* Start Records supplied *

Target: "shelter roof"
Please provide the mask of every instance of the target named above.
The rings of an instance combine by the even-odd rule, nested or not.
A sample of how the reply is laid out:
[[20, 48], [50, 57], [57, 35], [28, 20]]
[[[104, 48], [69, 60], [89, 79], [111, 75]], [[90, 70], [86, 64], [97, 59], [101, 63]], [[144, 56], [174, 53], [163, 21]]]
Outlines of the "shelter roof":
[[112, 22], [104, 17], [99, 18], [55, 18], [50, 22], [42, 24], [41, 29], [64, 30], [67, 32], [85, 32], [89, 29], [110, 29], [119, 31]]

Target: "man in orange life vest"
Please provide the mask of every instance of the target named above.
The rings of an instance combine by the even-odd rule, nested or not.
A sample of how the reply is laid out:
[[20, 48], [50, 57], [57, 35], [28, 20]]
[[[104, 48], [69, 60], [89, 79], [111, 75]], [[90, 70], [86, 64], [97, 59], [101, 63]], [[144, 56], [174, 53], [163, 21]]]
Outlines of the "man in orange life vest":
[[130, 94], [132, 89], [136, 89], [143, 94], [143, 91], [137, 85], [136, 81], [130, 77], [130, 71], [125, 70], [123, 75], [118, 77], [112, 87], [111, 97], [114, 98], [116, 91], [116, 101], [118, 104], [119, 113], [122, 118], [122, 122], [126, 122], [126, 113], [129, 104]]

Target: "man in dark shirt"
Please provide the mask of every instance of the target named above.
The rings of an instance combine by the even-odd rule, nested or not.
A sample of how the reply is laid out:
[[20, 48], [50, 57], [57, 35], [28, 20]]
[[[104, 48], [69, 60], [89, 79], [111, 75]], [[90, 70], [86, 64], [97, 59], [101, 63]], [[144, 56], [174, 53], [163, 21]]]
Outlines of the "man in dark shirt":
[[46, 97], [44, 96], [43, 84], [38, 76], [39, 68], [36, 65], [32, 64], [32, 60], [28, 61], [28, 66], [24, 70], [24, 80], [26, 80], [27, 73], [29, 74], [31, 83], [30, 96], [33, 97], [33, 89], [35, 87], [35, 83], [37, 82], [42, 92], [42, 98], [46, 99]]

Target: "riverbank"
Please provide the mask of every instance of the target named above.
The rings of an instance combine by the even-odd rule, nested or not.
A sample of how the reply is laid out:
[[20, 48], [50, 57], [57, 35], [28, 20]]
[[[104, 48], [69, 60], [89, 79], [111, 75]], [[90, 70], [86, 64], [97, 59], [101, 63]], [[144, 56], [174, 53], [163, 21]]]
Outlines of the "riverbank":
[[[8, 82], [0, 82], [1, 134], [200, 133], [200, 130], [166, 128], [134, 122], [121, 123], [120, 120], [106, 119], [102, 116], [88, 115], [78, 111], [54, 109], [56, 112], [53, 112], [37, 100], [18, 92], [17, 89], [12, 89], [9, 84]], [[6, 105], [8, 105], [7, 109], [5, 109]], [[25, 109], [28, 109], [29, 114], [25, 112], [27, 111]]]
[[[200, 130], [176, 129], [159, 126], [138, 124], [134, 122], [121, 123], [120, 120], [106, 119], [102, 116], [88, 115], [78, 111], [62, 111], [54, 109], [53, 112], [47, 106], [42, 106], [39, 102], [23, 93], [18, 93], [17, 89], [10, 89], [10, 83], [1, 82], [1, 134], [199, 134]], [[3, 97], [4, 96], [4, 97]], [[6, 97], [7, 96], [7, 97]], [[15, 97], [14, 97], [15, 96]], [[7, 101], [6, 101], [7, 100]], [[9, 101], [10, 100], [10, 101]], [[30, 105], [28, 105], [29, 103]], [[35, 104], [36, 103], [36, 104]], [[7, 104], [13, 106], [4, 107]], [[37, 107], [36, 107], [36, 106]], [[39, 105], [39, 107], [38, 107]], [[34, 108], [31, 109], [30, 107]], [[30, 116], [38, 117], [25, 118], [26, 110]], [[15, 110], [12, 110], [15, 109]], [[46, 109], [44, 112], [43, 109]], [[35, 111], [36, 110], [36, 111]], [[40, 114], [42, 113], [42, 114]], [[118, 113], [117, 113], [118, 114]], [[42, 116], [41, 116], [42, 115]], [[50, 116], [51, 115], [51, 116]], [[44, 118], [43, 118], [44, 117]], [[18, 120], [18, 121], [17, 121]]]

* End Records supplied *

:: Required task ::
Gather every line from the entries above that contains the word "shelter", keeping them in their original order.

:: Response to the task ::
Target: "shelter roof"
Outlines of the "shelter roof":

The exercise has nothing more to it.